En el terreno cinematográfico, Logroño ha tenido su momento estelar. Por ejemplo, la serie «Gran Reserva» (2010-2013) –esa telenovela de bodegas con guion barroco– utilizó escenarios logroñeses (¡el pueblo y las viñas giraban alrededor de Logroño y Haro!). Más recientemente, la serie «3 Caminos» (2021) de Amazon muestra la ciudad tal cual es: en sus escenas de peregrinos se reconocen el Puente de Piedra, la zona de pinchos de la Calle Laurel e incluso el parque de La Grajera (parte del Camino). Está claro: hasta el cine sabe que Logroño es más que vino, es un plató a cielo abierto con tapa gratis.

No podía faltar en Logroño un monumento al hijo pródigo: Baldomero Espartero, el famoso general y regente del siglo XIX. Su estatua ecuestre preside el Paseo del Espolón con porte marcial (y 11 toneladas de bronce). Dicen que su esposa Jacinta, La Duquesa de la Victoria, era logroñesa, así que acabaron viviendo y falleciendo aquí; por eso el general logró un idilio eterno con su tierra natal. Detalle curioso: alrededor del pedestal hay grabadas palabras trascendentes como «Paz», «Patria» o «Justicia», por si algún viandante necesitara un recordatorio moral junto a la fuente. Entre tanto historiador, Espartero nos observa desde las alturas, mientras espera que alguien le descorche una botella de buen vino.
Pero Logroño no vive solo de historia; también se le reconoce por sus largas noches de juerga. En la ciudad se ha declarado casi oficialmente destino estrella para despedidas de soltero/a. Cada fin de semana, las calles (especialmente la Laurel) vibran con el clamor de gorros ridículos, canciones improvisadas y copas que no caben en ningún cuerpo con vida normal. Según la prensa local, Logroño es ya «destino predilecto para las despedidas» y sus calles se han convertido en epicentro de un saludable turismo de borrachera. Vamos, que la fiesta aquí tiene cheque en blanco… y los vecinos prefieren colgar un cartel de “No se atienden despedidas” para disimular (mientras de fondo suena un reggaetón inevitable).

§ §

Instrucciones de tareas —
1) Responda, según el texto sobre Logroño:
(a) ¿Qué serie de Amazon de 2021 muestra la ciudad tal cual es?
(b) ¿Cuántas toneladas de bronce tiene la estatua ecuestre de Espartero?
(c) ¿Qué calle se menciona como la que vibra especialmente cada fin de semana?
2) Prosiga el texto sobre Logroño a partir de su última oración, con el mismo tono.
Las filas son material independiente del texto sobre Logroño.

Datos para revisión —
§ §

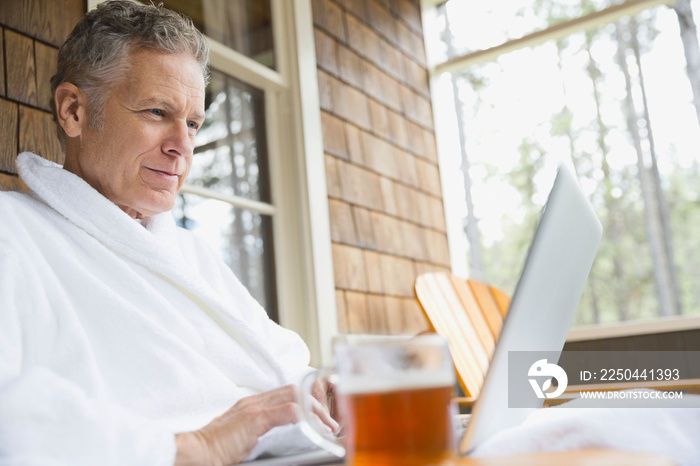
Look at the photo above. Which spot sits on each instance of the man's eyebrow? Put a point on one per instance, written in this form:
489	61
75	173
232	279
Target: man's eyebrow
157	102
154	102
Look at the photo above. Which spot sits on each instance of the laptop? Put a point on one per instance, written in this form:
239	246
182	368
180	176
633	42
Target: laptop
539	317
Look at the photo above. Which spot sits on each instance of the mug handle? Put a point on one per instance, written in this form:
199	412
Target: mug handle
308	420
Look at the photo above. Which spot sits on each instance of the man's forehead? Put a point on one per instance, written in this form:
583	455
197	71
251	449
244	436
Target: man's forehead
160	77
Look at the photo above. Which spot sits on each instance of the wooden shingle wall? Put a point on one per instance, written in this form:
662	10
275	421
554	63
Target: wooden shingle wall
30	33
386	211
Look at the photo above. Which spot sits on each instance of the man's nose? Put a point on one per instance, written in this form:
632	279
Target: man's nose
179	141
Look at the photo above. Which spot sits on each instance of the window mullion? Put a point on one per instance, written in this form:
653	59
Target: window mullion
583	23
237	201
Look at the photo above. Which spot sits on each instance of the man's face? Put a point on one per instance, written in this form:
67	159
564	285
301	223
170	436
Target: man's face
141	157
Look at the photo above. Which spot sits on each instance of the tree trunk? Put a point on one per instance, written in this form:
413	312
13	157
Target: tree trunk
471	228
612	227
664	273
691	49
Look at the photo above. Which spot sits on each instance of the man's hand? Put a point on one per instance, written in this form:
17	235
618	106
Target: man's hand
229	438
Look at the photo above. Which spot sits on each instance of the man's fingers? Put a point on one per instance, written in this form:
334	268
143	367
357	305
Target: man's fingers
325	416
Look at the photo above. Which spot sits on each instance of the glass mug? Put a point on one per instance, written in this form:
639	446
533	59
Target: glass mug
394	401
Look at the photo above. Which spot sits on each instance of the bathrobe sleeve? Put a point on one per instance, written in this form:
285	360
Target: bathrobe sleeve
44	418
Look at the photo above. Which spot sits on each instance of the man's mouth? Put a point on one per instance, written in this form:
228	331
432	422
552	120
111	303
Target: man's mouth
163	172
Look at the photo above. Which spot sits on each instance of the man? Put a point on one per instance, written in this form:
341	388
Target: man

§ §

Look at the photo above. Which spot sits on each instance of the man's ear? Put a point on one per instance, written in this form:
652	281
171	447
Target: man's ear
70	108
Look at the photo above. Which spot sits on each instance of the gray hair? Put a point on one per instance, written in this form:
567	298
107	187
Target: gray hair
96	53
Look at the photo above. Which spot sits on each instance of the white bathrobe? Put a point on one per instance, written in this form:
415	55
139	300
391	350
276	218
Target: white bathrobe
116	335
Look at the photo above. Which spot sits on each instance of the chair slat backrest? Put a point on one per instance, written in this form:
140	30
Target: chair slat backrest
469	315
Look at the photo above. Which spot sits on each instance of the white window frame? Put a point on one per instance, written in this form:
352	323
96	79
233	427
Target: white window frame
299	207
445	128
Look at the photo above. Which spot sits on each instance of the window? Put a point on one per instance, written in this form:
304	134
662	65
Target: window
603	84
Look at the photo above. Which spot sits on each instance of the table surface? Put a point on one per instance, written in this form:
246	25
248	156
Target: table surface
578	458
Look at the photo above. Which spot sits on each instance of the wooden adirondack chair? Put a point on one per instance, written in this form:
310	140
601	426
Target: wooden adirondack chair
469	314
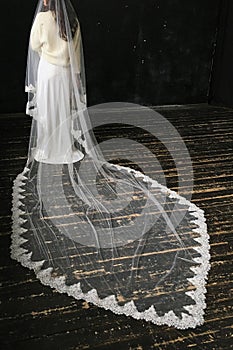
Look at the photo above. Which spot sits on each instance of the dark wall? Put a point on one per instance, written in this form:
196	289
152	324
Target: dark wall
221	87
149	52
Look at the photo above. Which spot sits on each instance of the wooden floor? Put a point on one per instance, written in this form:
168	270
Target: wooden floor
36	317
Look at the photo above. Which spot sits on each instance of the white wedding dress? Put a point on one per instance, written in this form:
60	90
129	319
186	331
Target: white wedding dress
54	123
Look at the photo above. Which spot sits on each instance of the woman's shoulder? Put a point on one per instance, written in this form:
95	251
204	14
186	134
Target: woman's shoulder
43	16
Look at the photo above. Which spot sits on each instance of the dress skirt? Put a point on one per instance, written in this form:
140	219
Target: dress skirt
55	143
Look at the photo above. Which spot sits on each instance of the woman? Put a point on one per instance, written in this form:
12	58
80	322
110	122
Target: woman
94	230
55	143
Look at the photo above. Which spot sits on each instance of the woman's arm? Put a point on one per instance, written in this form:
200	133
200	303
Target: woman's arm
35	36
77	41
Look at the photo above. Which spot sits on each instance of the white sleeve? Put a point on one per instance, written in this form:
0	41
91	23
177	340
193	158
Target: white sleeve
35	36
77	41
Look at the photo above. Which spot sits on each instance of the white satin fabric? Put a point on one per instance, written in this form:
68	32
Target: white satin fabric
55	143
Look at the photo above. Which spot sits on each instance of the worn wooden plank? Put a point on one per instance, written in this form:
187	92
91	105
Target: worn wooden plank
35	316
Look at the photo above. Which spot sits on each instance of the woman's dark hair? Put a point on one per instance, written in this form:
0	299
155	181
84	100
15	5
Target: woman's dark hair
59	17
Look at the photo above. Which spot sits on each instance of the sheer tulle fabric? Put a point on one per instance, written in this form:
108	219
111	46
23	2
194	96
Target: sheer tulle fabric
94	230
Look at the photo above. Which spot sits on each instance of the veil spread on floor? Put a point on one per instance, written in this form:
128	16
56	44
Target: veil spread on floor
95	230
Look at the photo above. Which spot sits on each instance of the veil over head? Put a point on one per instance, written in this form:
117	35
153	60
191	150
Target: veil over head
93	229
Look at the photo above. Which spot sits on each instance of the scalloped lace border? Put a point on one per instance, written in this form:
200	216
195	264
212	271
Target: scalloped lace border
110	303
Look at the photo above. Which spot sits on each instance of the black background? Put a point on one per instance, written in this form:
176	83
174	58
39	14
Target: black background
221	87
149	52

§ §

Respuestas de tareas —
1)
(a) «3 Caminos».
(b) 11 toneladas.
(c) La Laurel.

2)
El río Ebro recorre la ciudad con calma, dando vida a sus paseos fluviales y parques ribereños (como el propio del Ebro, que conecta con el del Iregua, el otro río logroñés) donde a veces hasta se ven cigüeñas curiosas. Los logroñeses aprovechan cualquier orilla para montar merienda y tertulia: una barra ambulante junto al río es rutina habitual. O más bien botellón.
En resumen, el Ebro es ese vecino sano que permite correr, remar en kayaks urbanos y tomarse un vermut con vistas a las peñas del monte Cantabria (que siempre buscan un reflejo en el agua).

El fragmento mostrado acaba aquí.